# OBJETIVO DEL EJERCICIO
Vuelve a escribir todo lo que va desde "Luego de dos" hasta "llenaba de entusiasmo." en el relato sobre Flores, sustituyendo "barco" por "buque".

# FRAGMENTO SELECCIONADO
───

Luego de dos semanas tranquilas,
esperando que Julia se recupere del todo del maldito dengue, salimos
de Kupang cargados de ánimo en camino a Maumere, en la isla
volcánica de Flores. Ya ciertamente debíamos cargarnos de
ánimos para subirnos a un nuevo PELNI. Esta vez fueron 18 hs
solamente pero el barco estaba nuevamente muy lleno. La realidad es
que no es tan malo como parece, la gente es siempre muy amigable,
pero tantas horas, en un ambiente de tanto hacinamiento se hacen muy
pesadas, aunque el hecho de vuelta en la ruta, listos para rodar en
Flores, nos llenaba de entusiasmo.
Flores es una isla que de borde a borde, en las 4 direcciones, casi no tiene espacios planos, todas las montañas están tapizadas de verde y es difícil encontrar un lugar en el que, entre su intricada geografía, no asome al menos un volcán entre las nubes. Es un escenario realmente fascinante. Saliendo del puerto Maumere, comenzamos a pedalear cuesta arriba sin reservas, a los pocos kilómetros de salir de la ciudad. Es la ciudad más grande de Flores y sin embargo, tiene más bien un espíritu de pueblo grande. El nombre de Flores viene de haber sido un bastión de Portugal, antes de que estos se la vendieran a Holanda, que ya tenía casi todo el resto. Han heredado la fe católica y es uno de los pocos lugares de Indonesia, la comunidad islámica más grande del planeta, donde no hay casi mezquitas. En la primera parte del camino a Moni, pasamos de hecho, varios seminarios en el medio de las montañas donde se forman sacerdotes. Cada tanto aparecía en nuestro camino alguno que otro misionero occidental trabajando allí. Una vez ya dentro de las montañas, la vida tradicional aflora en todas partes. En las aldeas las mujeres se suelen sentar por horas frente a los telares. Le llaman Ikat a la técnica de confeccionar los textiles alineando los colores manteniendo los hilos separados.

───

[Entradas guardadas]
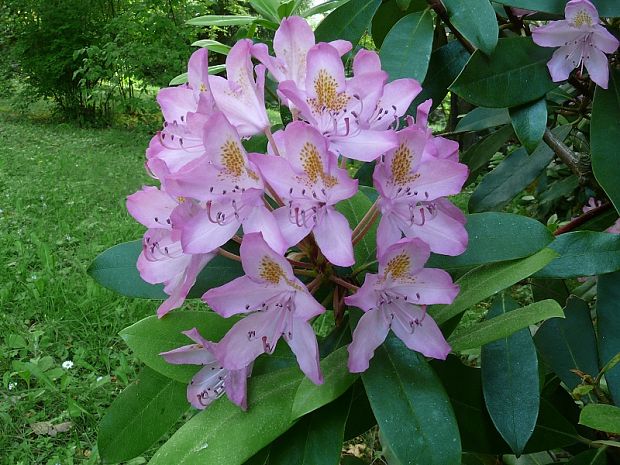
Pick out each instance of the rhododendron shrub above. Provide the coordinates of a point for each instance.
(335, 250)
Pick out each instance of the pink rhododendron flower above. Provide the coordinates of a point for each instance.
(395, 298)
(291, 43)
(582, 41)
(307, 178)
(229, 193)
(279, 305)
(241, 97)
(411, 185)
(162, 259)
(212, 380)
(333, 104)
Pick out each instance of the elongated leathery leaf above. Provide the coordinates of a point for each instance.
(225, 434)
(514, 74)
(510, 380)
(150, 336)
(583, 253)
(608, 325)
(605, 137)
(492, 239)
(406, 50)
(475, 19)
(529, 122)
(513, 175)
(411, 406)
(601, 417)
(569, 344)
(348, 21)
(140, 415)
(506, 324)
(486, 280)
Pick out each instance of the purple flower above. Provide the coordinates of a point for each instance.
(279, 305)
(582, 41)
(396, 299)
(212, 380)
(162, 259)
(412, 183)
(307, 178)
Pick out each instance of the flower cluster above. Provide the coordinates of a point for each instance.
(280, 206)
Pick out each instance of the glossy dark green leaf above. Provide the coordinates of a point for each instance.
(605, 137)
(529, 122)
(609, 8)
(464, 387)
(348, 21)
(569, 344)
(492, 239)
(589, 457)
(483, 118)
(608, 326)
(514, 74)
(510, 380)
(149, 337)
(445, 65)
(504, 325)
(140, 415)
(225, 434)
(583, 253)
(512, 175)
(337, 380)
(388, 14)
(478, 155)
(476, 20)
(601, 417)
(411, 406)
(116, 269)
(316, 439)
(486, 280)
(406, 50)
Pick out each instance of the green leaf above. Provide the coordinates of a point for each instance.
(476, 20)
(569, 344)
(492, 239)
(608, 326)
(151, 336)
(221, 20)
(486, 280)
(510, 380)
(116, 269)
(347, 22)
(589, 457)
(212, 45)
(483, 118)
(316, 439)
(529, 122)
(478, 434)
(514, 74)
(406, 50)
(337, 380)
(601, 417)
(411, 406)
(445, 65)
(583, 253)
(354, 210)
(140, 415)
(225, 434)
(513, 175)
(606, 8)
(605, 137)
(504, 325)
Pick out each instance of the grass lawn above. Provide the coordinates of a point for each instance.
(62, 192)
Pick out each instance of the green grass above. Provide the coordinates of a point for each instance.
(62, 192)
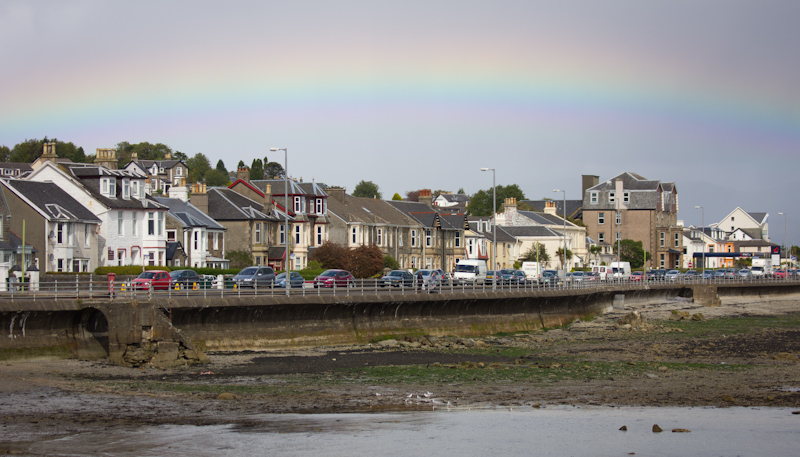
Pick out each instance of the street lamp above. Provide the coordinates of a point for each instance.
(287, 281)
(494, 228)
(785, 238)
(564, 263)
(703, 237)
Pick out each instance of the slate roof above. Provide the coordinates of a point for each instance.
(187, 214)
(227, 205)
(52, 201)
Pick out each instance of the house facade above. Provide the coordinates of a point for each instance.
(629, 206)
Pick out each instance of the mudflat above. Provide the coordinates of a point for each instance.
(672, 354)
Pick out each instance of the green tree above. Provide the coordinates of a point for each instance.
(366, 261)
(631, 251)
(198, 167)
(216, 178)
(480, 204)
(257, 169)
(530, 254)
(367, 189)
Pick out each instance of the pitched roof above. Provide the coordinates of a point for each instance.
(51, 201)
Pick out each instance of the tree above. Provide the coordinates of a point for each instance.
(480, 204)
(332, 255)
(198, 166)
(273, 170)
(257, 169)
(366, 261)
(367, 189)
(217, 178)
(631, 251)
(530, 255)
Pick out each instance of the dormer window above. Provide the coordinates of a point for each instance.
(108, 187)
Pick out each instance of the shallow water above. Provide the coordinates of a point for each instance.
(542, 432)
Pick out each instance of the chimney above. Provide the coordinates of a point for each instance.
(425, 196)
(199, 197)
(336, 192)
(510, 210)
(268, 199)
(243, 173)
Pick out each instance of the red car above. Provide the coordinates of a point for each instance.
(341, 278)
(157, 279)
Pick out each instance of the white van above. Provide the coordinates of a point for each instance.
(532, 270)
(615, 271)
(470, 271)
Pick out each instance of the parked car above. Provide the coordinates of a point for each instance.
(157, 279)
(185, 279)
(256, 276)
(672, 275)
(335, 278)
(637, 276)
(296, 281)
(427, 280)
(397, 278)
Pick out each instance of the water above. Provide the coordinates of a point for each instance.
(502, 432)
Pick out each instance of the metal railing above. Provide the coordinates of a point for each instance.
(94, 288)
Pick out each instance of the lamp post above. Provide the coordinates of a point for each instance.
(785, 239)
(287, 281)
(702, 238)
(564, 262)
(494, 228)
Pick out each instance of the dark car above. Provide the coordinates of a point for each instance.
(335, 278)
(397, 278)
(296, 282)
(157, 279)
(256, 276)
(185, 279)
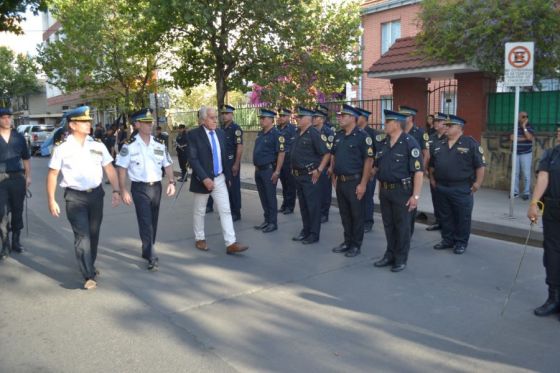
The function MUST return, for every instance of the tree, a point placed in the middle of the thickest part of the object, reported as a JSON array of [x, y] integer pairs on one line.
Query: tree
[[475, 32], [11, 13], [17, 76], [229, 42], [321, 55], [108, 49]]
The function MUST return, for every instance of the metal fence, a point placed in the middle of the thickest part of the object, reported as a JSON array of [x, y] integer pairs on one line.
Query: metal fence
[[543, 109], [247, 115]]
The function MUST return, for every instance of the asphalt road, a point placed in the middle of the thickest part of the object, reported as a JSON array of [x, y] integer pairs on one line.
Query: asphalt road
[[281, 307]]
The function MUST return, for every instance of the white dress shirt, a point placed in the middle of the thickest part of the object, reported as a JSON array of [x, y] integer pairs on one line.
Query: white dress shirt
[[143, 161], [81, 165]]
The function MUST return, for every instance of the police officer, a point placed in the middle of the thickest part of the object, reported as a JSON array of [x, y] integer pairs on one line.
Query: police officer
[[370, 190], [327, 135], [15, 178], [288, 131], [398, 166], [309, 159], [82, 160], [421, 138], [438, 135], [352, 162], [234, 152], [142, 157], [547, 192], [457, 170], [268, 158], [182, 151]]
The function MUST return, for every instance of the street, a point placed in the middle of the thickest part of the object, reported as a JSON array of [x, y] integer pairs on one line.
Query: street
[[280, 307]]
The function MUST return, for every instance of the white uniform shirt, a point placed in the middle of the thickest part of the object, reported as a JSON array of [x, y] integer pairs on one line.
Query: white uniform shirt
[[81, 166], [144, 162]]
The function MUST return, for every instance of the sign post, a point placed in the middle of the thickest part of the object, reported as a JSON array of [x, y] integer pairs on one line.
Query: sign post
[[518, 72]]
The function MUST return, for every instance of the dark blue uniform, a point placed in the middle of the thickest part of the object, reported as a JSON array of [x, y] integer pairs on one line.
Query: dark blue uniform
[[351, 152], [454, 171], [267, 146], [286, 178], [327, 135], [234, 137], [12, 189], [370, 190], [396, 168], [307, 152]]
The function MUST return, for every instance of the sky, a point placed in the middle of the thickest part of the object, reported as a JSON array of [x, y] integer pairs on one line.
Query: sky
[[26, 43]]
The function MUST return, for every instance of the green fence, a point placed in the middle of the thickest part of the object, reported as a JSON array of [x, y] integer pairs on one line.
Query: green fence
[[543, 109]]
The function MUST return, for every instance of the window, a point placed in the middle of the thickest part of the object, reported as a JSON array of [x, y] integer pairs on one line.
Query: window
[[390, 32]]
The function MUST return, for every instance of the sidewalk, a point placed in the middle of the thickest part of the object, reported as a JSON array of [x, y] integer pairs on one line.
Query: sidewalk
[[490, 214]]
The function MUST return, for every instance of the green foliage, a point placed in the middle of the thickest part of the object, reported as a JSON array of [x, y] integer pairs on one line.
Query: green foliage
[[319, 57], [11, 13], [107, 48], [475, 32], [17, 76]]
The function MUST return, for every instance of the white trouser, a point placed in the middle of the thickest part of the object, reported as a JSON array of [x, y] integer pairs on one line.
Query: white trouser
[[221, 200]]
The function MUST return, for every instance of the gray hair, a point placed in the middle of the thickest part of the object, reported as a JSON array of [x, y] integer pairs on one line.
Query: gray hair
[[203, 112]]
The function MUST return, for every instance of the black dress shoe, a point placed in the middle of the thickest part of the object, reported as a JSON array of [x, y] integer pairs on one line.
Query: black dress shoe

───

# RESPUESTA COMPLETA
Luego de dos semanas tranquilas,
esperando que Julia se recupere del todo del maldito dengue, salimos
de Kupang cargados de ánimo en camino a Maumere, en la isla
volcánica de Flores. Ya ciertamente debíamos cargarnos de
ánimos para subirnos a un nuevo PELNI. Esta vez fueron 18 hs
solamente pero el buque estaba nuevamente muy lleno. La realidad es
que no es tan malo como parece, la gente es siempre muy amigable,
pero tantas horas, en un ambiente de tanto hacinamiento se hacen muy
pesadas, aunque el hecho de vuelta en la ruta, listos para rodar en
Flores, nos llenaba de entusiasmo.